● Work instructions: Copy the records below word for word, leaving out the pictures.

··· Rows

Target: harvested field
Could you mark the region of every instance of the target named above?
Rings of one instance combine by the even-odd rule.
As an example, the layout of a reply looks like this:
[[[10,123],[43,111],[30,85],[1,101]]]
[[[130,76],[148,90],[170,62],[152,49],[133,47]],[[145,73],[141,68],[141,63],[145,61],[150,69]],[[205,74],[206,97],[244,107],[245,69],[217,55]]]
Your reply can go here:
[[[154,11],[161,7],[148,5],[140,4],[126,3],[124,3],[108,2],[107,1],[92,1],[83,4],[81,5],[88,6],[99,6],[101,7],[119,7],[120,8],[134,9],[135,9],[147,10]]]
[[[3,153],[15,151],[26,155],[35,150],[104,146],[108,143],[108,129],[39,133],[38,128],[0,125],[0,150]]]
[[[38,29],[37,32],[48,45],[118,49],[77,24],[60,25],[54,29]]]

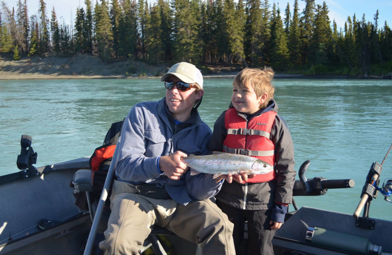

······

● Answer to the exercise:
Target: harvested field
Could you mark the region of every instance of the target named above?
Rings of one instance combine by the even-odd rule.
As an example, the layout of a reply looks like this:
[[[10,123],[43,111],[30,85],[1,101]]]
[[[130,76],[148,90],[170,62],[152,49],[133,47]],[[145,73],[141,68],[141,63],[145,61],[150,69]],[[205,74],[206,97],[244,107],[245,69],[217,55]]]
Your reply can go here:
[[[154,11],[161,7],[148,5],[140,4],[126,3],[124,3],[108,2],[107,1],[92,1],[83,4],[81,5],[88,6],[99,6],[101,7],[119,7],[120,8],[134,9],[135,9],[147,10]]]
[[[3,153],[15,151],[26,155],[35,150],[104,146],[108,143],[108,129],[39,133],[38,128],[0,125],[0,150]]]
[[[38,29],[37,32],[48,45],[118,49],[77,24],[60,25],[54,29]]]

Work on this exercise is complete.